■ **The task**:
From the line with "Target: unopened bud" to the final line of the records, every line is to be duplicated exactly, both of those lines included.

Point localization data
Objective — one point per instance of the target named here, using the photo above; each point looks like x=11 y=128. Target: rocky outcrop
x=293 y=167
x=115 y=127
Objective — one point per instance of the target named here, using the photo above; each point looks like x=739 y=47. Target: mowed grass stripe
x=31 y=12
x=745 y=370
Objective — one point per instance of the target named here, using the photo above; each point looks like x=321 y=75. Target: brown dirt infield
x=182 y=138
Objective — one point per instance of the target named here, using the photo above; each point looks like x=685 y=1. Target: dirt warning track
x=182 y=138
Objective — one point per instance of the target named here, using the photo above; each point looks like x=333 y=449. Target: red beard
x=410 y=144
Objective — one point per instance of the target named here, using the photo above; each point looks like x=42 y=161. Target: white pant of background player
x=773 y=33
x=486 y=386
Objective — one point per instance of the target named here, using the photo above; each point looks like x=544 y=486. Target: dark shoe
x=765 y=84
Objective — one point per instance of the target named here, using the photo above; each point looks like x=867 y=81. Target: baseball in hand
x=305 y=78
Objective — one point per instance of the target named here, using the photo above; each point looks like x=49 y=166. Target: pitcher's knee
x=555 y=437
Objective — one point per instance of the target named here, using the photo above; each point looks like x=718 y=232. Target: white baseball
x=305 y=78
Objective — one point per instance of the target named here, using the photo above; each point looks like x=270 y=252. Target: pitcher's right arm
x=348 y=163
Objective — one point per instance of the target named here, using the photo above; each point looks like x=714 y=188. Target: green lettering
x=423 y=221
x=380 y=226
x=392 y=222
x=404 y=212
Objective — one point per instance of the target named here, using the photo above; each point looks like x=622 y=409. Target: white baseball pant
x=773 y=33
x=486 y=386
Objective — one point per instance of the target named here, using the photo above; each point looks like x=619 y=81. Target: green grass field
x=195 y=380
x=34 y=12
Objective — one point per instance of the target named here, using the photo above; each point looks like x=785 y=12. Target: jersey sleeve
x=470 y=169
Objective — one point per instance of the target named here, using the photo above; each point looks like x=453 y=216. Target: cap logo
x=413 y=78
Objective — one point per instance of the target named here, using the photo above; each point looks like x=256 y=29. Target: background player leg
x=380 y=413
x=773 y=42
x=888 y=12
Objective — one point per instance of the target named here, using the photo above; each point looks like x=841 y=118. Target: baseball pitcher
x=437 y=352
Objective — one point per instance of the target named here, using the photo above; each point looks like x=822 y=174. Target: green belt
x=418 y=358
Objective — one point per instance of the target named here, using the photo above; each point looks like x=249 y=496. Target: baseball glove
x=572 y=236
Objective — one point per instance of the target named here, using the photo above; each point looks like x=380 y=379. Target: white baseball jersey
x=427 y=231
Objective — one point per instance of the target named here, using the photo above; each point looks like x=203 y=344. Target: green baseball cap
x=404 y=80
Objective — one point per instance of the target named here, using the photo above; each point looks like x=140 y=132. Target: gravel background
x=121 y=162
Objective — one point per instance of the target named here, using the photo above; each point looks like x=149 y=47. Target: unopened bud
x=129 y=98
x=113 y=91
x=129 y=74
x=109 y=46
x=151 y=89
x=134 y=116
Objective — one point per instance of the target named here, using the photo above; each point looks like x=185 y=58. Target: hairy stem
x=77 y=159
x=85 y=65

■ **Task output**:
Objective — one point per instance of the target named here, using the photo above; each point looks like x=149 y=47. Target: unopened bud
x=129 y=98
x=113 y=91
x=129 y=74
x=109 y=46
x=151 y=89
x=134 y=116
Objective — one point per instance of the target named here, using the photo above; each point looks like x=185 y=58. Target: hairy stem
x=77 y=159
x=85 y=65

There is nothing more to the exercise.